#### [What you will do]
Please sum up the passage on bleach in two sentences.

#### [Given passage]
****************

Chloroform exposure can cause fairly immediate symptoms such as headache, dizziness, and breathing problems, and is also linked to birth defects, liver and kidney damage, and even cardiovascular problems such as heart attack.
Carbon tetrachloride is a solvent for oils and fats, lacquers and varnishes, rubber waxes, and resins. Imagine, then, what it does to your skin and mucus membranes. Exposure to this chemical is associated with nerve damage, endocrine damage, and serious liver and kidney damage which may result in coma and death. Indeed, while carbon tetrachloride was used in the production of refrigeration fluid and propellants for aerosol cans, as a pesticide, cleaning fluid, and degreasing agent, and in fire extinguishers and spot removers, its harmful effects led to it being banned for most uses. Nowadays, this chemical is only used in some industrial applications, but it can still be formed through the seemingly innocuous action of mixing bleach with wastewater.
To Bleach or Not to Bleach
All in all, it’s worth asking whether bright white sheets are worth the health risks associated with bleach. If your family is especially messy or prone to accidents and stains, consider choosing furnishings and linens that are forgiving in this regard, such as eco-friendly rugs with a tight, small pattern that hides stains. Or, choose naturally stain-resistant products such as organic, untreated wool.
When only “bleaching” will do, use hydrogen peroxide instead (wear gloves as it can cause burns). Or, better yet, hang the offending item on the line to bleach in the sun. As for household cleaning products, consider switching to natural disinfectants and good old-fashioned elbow grease. Be aware, though, that ammonia, baking soda, vinegar, and Borax are ineffective against Staphylococcus aureus; Borax, baking soda, and standard detergents also won’t kill Salmonella or Escherichia coli (vinegar and ammonia can kill both Salmonella and E. coli).

****************

#### [Entries shown]
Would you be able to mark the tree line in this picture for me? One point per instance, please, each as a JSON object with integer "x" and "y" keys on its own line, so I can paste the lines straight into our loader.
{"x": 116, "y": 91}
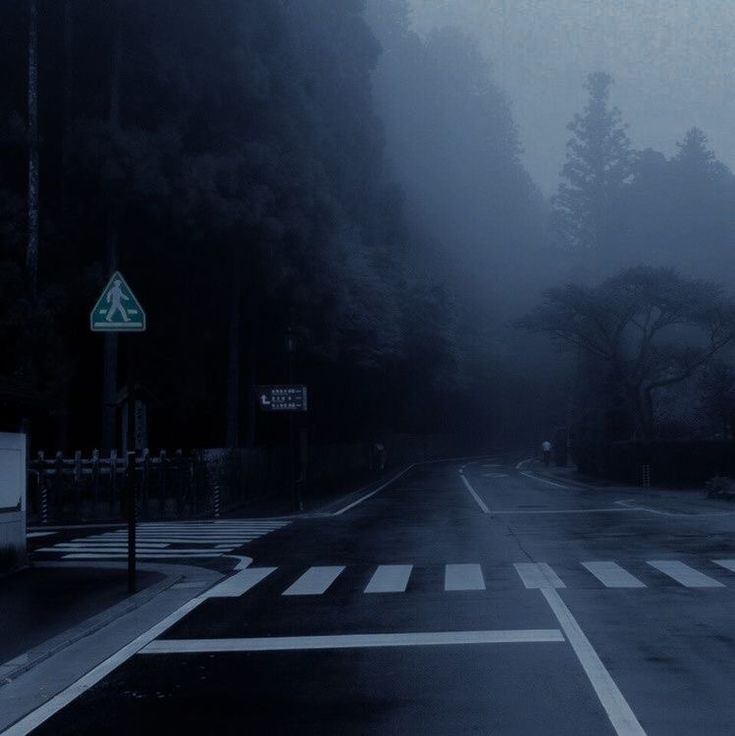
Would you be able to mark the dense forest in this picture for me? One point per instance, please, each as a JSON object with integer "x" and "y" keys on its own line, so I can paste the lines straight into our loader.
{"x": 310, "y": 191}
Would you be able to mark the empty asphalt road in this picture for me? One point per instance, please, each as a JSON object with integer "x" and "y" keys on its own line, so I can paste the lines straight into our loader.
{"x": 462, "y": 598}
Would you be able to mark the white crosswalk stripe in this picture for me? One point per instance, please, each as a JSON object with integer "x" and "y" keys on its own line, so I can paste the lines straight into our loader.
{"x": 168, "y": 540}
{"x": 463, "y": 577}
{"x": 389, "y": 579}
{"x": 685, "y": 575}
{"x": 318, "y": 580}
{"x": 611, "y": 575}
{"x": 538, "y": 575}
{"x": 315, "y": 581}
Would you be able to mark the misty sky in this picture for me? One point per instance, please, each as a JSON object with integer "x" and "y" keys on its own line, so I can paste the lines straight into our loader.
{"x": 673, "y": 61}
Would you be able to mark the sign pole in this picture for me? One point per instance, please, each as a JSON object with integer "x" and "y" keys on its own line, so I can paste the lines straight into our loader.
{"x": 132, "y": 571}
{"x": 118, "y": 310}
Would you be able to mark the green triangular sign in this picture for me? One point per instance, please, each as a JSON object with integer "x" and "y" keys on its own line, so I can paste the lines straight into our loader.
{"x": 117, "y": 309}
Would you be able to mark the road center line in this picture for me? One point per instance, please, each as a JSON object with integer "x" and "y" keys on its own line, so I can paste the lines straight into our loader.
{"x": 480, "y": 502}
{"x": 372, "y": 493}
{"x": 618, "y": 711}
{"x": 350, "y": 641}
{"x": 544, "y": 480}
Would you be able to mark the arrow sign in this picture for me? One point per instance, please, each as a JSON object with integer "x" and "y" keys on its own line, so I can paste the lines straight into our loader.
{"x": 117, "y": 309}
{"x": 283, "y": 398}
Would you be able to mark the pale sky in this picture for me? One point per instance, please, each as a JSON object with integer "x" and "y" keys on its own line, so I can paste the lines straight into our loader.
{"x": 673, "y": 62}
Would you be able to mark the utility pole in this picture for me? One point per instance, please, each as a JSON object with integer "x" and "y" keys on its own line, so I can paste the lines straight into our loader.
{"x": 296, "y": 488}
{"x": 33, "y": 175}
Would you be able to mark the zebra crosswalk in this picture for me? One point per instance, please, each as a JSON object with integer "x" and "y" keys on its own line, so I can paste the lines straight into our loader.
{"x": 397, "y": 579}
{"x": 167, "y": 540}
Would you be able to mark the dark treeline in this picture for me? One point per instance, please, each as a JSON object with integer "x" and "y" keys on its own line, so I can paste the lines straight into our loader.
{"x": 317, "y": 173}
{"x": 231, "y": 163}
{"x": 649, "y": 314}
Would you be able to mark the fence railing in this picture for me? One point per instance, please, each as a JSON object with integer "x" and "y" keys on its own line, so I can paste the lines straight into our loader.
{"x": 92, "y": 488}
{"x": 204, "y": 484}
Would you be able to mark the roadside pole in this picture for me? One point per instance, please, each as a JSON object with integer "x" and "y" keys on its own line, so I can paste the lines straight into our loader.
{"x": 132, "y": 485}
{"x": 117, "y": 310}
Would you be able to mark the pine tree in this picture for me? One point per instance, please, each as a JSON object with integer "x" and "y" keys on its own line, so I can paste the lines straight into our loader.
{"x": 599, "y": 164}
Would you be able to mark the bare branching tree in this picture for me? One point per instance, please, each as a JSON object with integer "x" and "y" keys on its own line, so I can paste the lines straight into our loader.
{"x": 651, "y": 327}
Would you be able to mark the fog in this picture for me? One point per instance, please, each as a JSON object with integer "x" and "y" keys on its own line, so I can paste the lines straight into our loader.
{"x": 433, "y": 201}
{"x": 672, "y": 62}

****************

#### [Answer to the exercise]
Chloroform and carbon tetrachloride exposure are both linked to serious harm, including liver and kidney damage, and carbon tetrachloride can still form when bleach is mixed with wastewater, even though it has been banned for most uses. As alternatives to bleach, the passage suggests stain-hiding or stain-resistant furnishings, hydrogen peroxide or sun-bleaching, and natural disinfectants, while warning that some of these, such as Borax and baking soda, won't kill certain bacteria.